### Listed entries
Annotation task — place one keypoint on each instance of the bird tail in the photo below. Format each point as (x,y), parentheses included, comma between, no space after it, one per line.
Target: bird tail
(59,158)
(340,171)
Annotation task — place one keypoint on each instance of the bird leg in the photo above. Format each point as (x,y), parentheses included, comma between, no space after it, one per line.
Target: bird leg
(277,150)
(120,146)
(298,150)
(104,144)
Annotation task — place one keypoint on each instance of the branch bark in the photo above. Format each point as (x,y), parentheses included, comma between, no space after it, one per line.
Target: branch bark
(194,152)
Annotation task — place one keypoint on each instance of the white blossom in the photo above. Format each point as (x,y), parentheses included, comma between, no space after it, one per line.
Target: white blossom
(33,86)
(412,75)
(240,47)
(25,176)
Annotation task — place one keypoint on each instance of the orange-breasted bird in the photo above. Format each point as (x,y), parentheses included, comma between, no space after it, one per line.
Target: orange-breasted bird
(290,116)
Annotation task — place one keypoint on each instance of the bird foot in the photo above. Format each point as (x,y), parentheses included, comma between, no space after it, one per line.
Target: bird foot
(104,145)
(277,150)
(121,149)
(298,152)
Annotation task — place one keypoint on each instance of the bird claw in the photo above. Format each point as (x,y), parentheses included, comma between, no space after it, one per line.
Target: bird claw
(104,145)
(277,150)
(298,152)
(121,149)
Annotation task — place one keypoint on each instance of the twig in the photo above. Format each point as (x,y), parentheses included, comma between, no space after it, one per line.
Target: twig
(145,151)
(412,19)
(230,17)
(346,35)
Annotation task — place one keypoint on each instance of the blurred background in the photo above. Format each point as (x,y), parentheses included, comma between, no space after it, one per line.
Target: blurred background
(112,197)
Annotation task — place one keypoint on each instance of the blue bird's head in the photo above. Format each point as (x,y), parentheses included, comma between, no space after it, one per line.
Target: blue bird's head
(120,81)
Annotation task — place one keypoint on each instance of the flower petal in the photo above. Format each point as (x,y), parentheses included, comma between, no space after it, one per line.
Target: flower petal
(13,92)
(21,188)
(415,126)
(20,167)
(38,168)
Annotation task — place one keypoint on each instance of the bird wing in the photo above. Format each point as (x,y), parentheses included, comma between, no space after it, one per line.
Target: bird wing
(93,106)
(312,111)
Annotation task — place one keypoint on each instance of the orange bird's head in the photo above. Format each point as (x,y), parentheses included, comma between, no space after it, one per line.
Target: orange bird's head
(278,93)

### Try it
Could you give the records above again, exactly and in full?

### Response below
Annotation task — place one keypoint on each instance of the bird tail in the photo below. Format each point as (x,y), parentheses included, comma between, no space after it, one per line.
Target: bird tail
(59,158)
(340,171)
Annotation task — place one keypoint on each instance of the bird leg in the photo above. Format each point as (x,y), parentheses included, comma between, no space after it, one per line.
Target: bird leg
(277,150)
(120,146)
(298,150)
(104,144)
Annotation task — place one keypoint on each instance of the branch bark in the photo above. Format each point as (x,y), parentheses included, comma between, no space after it, one per line.
Target: branch bark
(194,152)
Annotation task — place one keypoint on each instance of the white blossom in the photo above. Format each point as (x,y), parentheses included, comma between, no space after it, one per line.
Target: white blossom
(33,86)
(412,75)
(240,47)
(25,176)
Annotation task — place one keypoint on each instance of the orange-breasted bird in the photo above. Format each point as (x,y), parentheses included, comma between, no space after it, one per line.
Target: orange-breasted bird
(290,116)
Annotation task — place one keypoint on each instance of the bird foot in the photo above. Format each point as (x,y), parentheses included, comma between, no space after it, one per line.
Target: bird foot
(104,145)
(277,150)
(121,149)
(298,152)
Annotation task — place one keypoint on each instance of the bird claw in the photo above. Format each point as (x,y), parentheses included, comma between, no space after it, one per line.
Target: bird claw
(104,145)
(277,150)
(298,152)
(121,149)
Annotation task — place one keypoint on each instance of the twig in the photo above. Format each point as (x,y), parentheses included, comma between, no space after it, one per line.
Target: twig
(145,151)
(412,19)
(230,17)
(346,35)
Annotation task — place one keypoint on each instance of the blurred background in the photo above. Format each point as (x,y), parentheses included, comma between, no space after it, one per line.
Target: blurred background
(112,197)
Annotation task — place one keypoint on each instance of the blue bird's head in the photo above. Format each point as (x,y), parentheses included, comma between, no space after it, one per line.
Target: blue bird's head
(120,81)
Annotation task — place one keypoint on each instance of the flower petal in the photo above. Format each point as (x,y), parentheses included, comma between, no space after it, one per line.
Target: flower petal
(13,92)
(21,188)
(415,126)
(20,167)
(38,168)
Annotation task — place one keypoint on each instance of the bird wing in the photo above. Format each point as (x,y), parentheses included, comma between, no space after it, one per line.
Target: bird wing
(93,106)
(312,111)
Annotation task — place one keypoint on each instance of the orange bird's head in the photo above. Format each point as (x,y), parentheses included, comma between, no space after it, one per line.
Target: orange bird's head
(278,93)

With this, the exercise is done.